## Task directions
Quote every line as given.

Location identification entries
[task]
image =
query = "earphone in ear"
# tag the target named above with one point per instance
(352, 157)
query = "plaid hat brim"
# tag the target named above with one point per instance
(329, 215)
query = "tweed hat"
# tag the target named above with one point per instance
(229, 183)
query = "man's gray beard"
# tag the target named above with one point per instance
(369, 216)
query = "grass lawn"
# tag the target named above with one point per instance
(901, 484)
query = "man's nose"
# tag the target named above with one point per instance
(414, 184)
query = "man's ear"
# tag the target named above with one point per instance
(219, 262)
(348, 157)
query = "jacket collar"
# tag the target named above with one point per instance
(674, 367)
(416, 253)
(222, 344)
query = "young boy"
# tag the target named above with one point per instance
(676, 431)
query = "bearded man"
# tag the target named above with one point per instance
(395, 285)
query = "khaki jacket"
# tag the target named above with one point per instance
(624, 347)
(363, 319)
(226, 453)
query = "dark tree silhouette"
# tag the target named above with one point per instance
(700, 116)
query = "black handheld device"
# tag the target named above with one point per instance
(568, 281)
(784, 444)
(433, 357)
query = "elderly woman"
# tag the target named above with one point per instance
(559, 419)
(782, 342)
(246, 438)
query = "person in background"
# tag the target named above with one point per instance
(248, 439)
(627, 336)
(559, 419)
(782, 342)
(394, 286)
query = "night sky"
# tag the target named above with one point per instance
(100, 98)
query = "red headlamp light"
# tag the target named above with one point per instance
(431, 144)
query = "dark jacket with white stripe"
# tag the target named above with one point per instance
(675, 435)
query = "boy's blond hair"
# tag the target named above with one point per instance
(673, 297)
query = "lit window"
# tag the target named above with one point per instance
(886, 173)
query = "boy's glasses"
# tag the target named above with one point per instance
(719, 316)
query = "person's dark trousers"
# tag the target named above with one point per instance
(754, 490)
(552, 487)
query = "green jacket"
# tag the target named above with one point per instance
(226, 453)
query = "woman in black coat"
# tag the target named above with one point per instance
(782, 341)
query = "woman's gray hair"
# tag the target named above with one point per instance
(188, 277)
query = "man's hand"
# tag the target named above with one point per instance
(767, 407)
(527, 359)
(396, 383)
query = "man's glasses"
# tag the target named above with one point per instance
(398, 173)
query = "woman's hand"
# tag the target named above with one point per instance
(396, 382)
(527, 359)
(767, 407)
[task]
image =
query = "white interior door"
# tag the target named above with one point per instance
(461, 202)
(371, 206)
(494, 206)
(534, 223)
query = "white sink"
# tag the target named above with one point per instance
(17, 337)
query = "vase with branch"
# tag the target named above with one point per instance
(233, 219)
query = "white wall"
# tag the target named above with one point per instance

## Solution below
[task]
image =
query = "earphone in ear"
# tag the target named above with one point per instance
(352, 157)
query = "plaid hat brim"
# tag the target named above with one point per instance
(329, 215)
query = "tweed hat"
# tag the target named above with one point per instance
(229, 183)
query = "man's gray beard"
# tag the target named above with one point per instance
(369, 216)
query = "grass lawn"
# tag the target named above with one point per instance
(901, 484)
query = "man's nose"
# tag the target named above with one point per instance
(414, 184)
query = "man's ear"
# tag the target named above with one point per instance
(219, 262)
(348, 157)
query = "jacket collar"
# tag the target named above with one point per instance
(674, 367)
(416, 253)
(222, 344)
query = "young boy"
# tag the target named above with one point per instance
(676, 431)
query = "bearded man"
# tag the target named above with one point per instance
(395, 285)
query = "khaki jacket"
# tag the target named above with one point per instance
(624, 347)
(363, 319)
(226, 453)
query = "dark tree silhouette"
# tag the target named above with one point per instance
(700, 116)
query = "black handheld device"
# tag the target named above with one point per instance
(568, 281)
(784, 444)
(433, 357)
query = "elderly woman"
# tag the target named above with one point per instance
(559, 419)
(782, 342)
(246, 438)
query = "person in background"
# tag the target named above with one point per instance
(248, 439)
(627, 336)
(559, 419)
(782, 342)
(394, 286)
query = "night sky"
# tag the target named above with one point per instance
(100, 98)
query = "red headlamp light"
# tag the target named above with one point per instance
(431, 144)
query = "dark jacket with white stripe"
# tag the target named above with one point per instance
(675, 435)
query = "boy's blond hair"
# tag the target named above with one point per instance
(673, 297)
query = "lit window"
# tag the target named above with one point per instance
(886, 173)
query = "boy's glasses"
# tag the target named above with one point per instance
(719, 316)
query = "person's dark trousers"
# tag the target named above with one point per instance
(754, 490)
(552, 487)
query = "green jacket"
# tag the target named above with one point per instance
(226, 453)
query = "woman in black coat"
# tag the target named above with one point per instance
(782, 341)
query = "woman's gray hair"
# tag the target named above with one point per instance
(188, 277)
query = "man's hand"
# tag the target named above with one point per instance
(767, 407)
(527, 359)
(396, 383)
query = "man's glasses"
# tag the target named above with one point per instance
(398, 173)
query = "woman's hand"
# tag the target named above with one point per instance
(396, 382)
(527, 359)
(767, 407)
[task]
image =
query = "white interior door"
# tag the target named above with one point per instance
(461, 202)
(371, 206)
(494, 206)
(534, 223)
query = "white sink"
# tag the target named above with one point per instance
(17, 337)
query = "vase with branch"
# tag the target named above with one point per instance
(233, 219)
query = "white wall"
# tag the target named above with one point per instance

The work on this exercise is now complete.